── PASSAGE PROVIDED

Stock exchanges can thus be seen as networks where the more traders enter the market the more market uncertainty is diminished. The greater the network size, the greater the liquidity of the market is and the more efficient price discovery is. Liquidity plays a crucial role in financial exchange markets. Without the availability of counter-offers, markets cease to exist and they are replaced by individualized bilateral contracts. Thus, high liquidity expands the set of potential counter-offers and enhances the probability of a favorable match.7 Liquidity measures the ability to timely execute a buy or sell order. It is also a measure of price resiliency, i.e. investors’ ability to trade without inducing unfavorable movements in the price of securities. Liquidity allows investors to minimize trading friction and benefits corporate issuers, meanwhile, by enhancing stock value and providing a ready market for additional stock.

The Commission found that in respect of each of the commodity classes in which they are present, ICE’s and NYX’s contracts represent distinct benchmarks. These contracts present specifications, which reflect the characteristics of different physical underlying products. The Commission focused on the effect the merger would have on agricultural and soft commodity derivatives, as well as on US equity derivatives, but its investigation found no competition concerns. In particular, the Commission added that in the asset classes of commodity derivatives concerned by the transaction, the parties’ activities do not overlap. The Commission also examined minor overlaps of the activities of the two companies in the fields of agricultural ETDs (barley, corn and milling wheat), foreign exchange derivatives and bond trading. The Commission concluded that no competition concerns would arise in view of the limited presence of NYX and ICE in these markets and/or the existence of other strong players.

Finally, as regards the vertical relationship between trading and clearing of derivatives, the Commission did not identify any competition concerns arising from the proposed acquisition. The Commission did not identify any vertical competition concerns also with respect to the provision of exchange connectivity services and front-end trade execution services. The Commission therefore concluded that the transaction would not raise competition concerns.

To summarize, the Commission found that for a number of products the parties’ activities did not overlap. Regarding the geographic market definition, the Commission left the exact scope of the geographic market open since the transaction did not give rise to serious doubts under any possible market definition. The Commission concluded that the proposed transaction did not give rise to serious doubts as to its compatibility with the internal market as a result of a loss of actual competition as regards soft and agricultural commodity derivatives, US equity index derivatives, and foreign exchange derivatives. The Commission assessed potential competition and argued that the analysis of the parties’ past behavior and strategic internal documents concerning the asset classes relevant in the case at hand do not reveal attempts to enter each other’s markets, nor that ICE and NYX consider each other as a potential competitive threat able to shift liquidity to a greater extent than other exchanges.

────

*EXERCISE TASK*. Continue the passage on the Commission's review of the ICE and NYX merger, picking up after its last sentence.

── DATA LINES

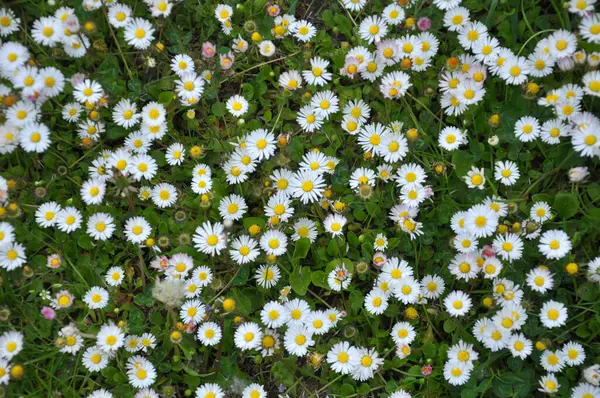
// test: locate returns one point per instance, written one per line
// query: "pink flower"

────

*RESULT OF THIS TASK*.
The Importance of OTC Trading

A significant number of derivatives trades are completed off-exchange (“OTC”). OTC trading of derivatives is more intense than OTC trading of equity.8 OTC provides a customized service, including less regulation than applicable to on-exchange trading, private negotiations, as well as discretion in the price. In particular, negotiations for on-exchange trading are transparent, whereas they are private in OTC trading; on-exchange trading is a regulated market where trades are standardized and are cleared/netted. OTC trading involves unregulated markets, where standardization as well as clearing/netting is limited. In addition, traders may also have access to a wider pool of liquidity on exchange, including customers whose credit standing precludes them from using OTC trading.9

OTC and certain types of on-exchange derivatives tend to be complementary, since OTC occurs in complex transactions that cannot be completed on-exchange. For certain types of derivatives (e.g. when the underlying asset is equity), OTC plays a less significant role, compared to derivatives having other underlying assets. Criteria that investors take into account in choosing between on-exchange and OTC trading, include inter alia, the risk that investors want to hedge against, the availability of a suitable on-exchange traded product, the size of the trade, the customization of the trade needed, the anonymity as well the desired impact on the price of the instrument and the costs involved in the trade.

In ICE/NYSE, the Commission concluded that the question whether ETDs and OTC derivatives are part of the same market can be left open as the competitive assessment would be the same, given the very limited relevance of OTC derivatives in the asset classes concerned in the case at hand.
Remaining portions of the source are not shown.